• What the exercise asks:
In the entries below, how many lines contain the word "this"? State the number and nothing more.

----- Given entries -----

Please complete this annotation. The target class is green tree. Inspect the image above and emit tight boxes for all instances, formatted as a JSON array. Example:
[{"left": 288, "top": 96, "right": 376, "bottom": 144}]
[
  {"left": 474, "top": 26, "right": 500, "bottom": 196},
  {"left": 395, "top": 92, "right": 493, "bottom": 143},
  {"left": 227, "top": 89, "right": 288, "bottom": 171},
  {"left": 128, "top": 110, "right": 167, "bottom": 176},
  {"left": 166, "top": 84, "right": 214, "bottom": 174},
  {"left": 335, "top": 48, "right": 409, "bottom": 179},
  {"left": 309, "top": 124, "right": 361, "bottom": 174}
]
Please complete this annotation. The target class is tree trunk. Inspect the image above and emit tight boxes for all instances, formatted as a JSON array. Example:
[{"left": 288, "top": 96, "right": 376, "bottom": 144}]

-----

• Result of the task:
2